- **TO DO**: Count, in the entries, the lines with "fulmar". Answer with the number only.
= Beginning of Section =
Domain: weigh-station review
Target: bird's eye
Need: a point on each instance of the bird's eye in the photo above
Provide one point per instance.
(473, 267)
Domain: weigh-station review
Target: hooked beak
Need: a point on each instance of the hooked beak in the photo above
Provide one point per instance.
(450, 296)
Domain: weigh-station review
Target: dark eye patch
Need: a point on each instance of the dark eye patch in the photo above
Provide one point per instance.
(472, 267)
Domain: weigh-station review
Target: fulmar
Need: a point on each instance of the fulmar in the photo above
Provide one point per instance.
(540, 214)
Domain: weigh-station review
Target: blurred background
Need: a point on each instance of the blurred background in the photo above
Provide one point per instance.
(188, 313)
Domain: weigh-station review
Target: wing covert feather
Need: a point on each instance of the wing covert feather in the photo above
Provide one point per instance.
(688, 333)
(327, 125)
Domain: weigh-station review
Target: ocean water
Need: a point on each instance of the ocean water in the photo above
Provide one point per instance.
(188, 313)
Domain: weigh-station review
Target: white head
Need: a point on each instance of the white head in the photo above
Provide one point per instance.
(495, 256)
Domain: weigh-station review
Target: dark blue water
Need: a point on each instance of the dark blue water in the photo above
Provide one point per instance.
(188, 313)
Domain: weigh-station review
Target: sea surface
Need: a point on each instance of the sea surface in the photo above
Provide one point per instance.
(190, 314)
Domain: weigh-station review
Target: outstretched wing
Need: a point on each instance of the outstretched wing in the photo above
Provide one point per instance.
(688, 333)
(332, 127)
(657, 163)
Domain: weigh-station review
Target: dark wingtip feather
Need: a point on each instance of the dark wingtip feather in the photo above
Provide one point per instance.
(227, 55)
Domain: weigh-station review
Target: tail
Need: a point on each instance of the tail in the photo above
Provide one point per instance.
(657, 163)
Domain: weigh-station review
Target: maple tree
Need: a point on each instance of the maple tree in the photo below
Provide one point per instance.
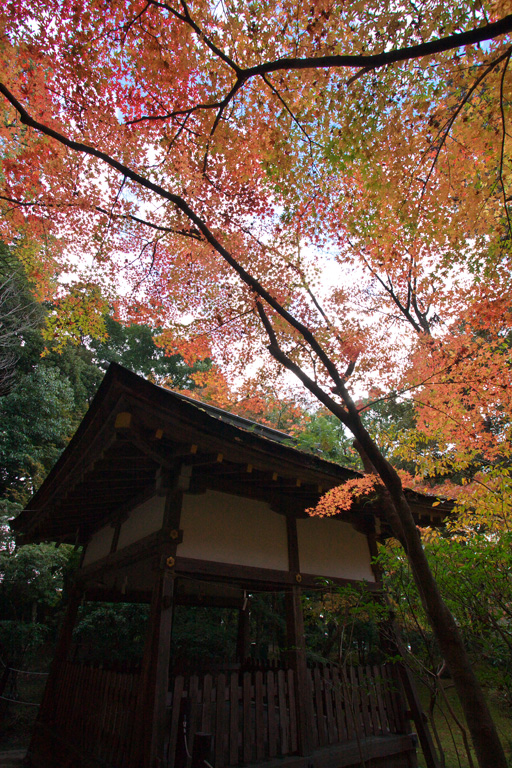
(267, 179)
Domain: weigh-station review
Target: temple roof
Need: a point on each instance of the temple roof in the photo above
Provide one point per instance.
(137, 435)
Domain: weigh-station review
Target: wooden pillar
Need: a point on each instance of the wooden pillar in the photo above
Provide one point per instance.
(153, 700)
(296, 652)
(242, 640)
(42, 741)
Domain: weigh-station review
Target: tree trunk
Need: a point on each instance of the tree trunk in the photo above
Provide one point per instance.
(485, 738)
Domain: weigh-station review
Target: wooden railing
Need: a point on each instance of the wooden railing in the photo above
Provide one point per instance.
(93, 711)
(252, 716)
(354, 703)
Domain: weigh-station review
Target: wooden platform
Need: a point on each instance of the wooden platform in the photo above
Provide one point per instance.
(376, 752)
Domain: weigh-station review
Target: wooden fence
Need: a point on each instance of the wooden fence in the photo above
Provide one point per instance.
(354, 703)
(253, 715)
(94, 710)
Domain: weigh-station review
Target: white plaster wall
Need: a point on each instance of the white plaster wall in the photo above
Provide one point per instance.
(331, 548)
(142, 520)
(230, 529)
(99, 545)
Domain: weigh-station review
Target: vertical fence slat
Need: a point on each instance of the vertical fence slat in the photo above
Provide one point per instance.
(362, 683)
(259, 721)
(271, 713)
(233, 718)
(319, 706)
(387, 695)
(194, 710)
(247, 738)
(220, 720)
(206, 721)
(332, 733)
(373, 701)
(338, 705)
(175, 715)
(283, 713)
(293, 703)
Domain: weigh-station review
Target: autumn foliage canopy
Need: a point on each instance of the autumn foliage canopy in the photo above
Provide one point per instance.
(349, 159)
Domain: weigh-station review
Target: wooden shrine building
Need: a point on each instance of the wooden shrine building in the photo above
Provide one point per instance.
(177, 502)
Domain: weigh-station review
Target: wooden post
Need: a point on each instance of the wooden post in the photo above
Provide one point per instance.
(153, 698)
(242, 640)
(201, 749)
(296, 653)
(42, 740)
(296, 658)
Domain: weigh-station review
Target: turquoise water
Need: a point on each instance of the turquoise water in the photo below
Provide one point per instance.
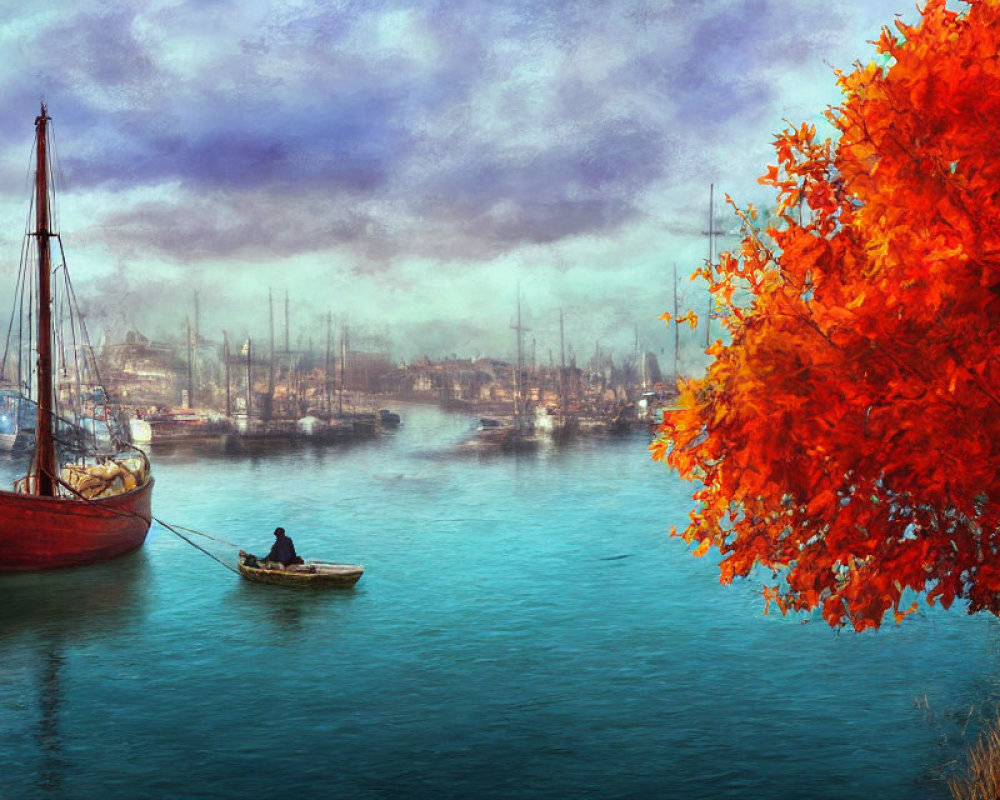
= End of Section =
- **ANSWER AREA**: 2